Recorded data
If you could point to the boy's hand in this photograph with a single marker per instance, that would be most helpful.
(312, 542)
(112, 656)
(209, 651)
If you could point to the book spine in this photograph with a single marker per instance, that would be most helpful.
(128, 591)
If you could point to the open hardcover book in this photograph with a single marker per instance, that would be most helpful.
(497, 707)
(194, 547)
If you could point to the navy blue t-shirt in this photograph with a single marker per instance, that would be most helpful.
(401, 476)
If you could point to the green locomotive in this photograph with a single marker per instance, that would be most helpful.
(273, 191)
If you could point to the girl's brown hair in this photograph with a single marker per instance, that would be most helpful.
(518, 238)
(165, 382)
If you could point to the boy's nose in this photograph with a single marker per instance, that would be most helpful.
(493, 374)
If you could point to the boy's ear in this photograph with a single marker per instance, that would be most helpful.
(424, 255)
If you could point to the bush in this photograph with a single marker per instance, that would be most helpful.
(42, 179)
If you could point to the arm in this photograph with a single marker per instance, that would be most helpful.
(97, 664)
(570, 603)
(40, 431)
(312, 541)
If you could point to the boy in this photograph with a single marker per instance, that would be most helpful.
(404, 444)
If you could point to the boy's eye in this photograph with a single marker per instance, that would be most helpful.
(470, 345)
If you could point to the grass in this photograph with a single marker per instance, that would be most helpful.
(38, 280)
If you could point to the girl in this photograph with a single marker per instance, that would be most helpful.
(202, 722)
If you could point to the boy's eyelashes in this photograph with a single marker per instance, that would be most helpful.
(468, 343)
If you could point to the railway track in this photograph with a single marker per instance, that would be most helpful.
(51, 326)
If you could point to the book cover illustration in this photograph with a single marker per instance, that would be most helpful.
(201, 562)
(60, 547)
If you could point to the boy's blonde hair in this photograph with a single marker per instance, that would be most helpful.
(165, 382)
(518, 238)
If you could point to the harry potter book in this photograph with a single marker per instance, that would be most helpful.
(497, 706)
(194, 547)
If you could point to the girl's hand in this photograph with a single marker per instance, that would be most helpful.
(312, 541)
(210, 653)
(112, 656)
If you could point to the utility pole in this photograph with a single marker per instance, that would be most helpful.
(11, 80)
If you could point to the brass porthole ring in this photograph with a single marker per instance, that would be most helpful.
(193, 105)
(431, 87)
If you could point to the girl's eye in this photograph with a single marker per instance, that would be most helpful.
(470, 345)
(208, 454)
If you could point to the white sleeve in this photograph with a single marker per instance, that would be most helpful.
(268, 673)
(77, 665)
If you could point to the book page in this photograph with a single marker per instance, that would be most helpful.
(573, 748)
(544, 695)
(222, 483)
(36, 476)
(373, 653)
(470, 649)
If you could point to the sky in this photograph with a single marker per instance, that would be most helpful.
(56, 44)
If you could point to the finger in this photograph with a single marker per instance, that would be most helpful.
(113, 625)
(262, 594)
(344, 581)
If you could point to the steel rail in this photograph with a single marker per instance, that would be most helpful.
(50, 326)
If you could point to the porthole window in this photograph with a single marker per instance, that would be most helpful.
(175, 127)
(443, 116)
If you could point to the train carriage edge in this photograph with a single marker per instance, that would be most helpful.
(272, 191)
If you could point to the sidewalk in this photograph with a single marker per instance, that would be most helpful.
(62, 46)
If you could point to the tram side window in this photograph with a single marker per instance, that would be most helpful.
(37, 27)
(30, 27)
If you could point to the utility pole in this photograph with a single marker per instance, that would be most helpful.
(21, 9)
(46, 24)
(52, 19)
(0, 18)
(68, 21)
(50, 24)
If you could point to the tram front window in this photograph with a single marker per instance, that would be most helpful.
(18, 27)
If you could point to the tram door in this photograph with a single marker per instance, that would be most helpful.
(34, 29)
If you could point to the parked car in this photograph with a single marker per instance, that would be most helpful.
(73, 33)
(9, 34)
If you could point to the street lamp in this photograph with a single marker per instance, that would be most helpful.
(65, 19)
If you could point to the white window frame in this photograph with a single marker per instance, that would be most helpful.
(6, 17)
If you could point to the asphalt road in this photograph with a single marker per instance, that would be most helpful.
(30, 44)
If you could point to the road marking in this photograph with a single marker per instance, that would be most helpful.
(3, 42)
...
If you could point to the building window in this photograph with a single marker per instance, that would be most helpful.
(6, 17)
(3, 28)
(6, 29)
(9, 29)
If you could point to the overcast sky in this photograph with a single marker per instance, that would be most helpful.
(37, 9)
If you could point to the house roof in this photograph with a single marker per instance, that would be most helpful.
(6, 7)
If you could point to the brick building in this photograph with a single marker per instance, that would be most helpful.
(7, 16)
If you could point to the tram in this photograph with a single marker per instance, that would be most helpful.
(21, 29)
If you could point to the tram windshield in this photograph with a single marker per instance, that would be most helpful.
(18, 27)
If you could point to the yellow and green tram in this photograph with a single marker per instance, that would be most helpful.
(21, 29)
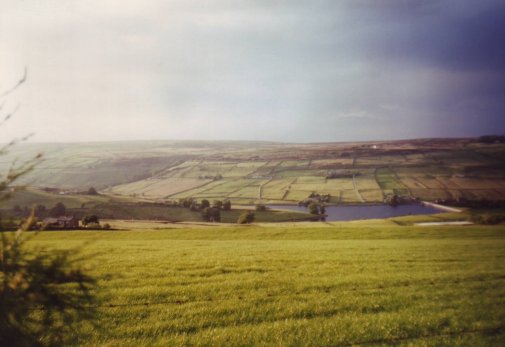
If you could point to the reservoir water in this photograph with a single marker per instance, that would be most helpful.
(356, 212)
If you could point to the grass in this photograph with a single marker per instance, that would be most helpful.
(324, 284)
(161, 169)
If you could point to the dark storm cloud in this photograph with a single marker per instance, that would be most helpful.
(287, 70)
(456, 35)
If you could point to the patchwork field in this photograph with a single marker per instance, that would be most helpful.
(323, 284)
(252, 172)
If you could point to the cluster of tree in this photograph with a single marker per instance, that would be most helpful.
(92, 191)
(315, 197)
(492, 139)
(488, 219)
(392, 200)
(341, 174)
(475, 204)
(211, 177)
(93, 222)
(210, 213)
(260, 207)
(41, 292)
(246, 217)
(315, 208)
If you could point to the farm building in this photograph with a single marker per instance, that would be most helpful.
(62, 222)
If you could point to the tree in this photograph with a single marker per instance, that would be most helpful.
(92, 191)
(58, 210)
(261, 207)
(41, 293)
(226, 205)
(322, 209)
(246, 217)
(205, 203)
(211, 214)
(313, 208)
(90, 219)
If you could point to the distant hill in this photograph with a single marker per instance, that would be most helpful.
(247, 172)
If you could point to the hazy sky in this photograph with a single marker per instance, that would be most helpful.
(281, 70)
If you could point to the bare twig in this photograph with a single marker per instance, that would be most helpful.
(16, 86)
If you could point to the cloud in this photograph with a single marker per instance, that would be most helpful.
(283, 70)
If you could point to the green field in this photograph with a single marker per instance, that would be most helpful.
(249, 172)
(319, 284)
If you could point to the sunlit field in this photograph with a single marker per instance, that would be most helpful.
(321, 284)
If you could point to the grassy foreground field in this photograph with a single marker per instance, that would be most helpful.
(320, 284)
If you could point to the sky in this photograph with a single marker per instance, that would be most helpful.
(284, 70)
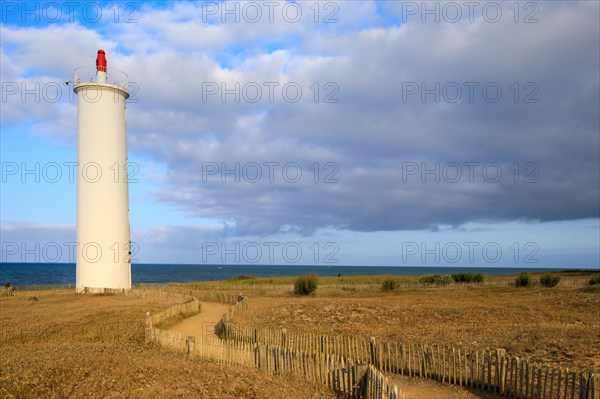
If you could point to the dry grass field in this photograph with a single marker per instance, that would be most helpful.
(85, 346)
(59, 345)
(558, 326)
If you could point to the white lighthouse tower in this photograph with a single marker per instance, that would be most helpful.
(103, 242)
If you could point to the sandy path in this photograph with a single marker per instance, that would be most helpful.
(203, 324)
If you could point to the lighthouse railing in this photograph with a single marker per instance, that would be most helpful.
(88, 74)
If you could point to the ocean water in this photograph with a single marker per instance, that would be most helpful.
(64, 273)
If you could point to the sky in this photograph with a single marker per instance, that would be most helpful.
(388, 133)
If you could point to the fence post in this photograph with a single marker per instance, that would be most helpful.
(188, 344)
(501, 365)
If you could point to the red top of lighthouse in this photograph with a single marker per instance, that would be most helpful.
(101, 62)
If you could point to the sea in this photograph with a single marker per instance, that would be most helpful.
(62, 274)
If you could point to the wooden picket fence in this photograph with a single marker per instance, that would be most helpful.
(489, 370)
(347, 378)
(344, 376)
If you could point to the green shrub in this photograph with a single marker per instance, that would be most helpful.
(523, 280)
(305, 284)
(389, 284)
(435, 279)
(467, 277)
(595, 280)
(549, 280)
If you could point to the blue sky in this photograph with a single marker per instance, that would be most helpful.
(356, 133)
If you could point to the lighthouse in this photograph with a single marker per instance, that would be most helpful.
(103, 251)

▶ [Exercise brief] Show every line of the records that contains the string "tram", treating uppercase and lowercase letters as different.

▶ [Written reply]
If you could point to the tram side window in this photograph with a single marker per instance, that would be most helpful.
If you could point to the tram front window in this photograph with a single marker per instance, that would be most helpful.
If you could point to the tram door in this photograph with a single marker per instance, that would be most helpful.
If you could point to the tram in this photograph with a single marker per instance, that would be most helpful.
If you could point to the tram windshield in this photograph with a single marker per instance, that would be most helpful.
If you could point to the yellow and green tram in this photograph with a single marker per instance, that would be most helpful.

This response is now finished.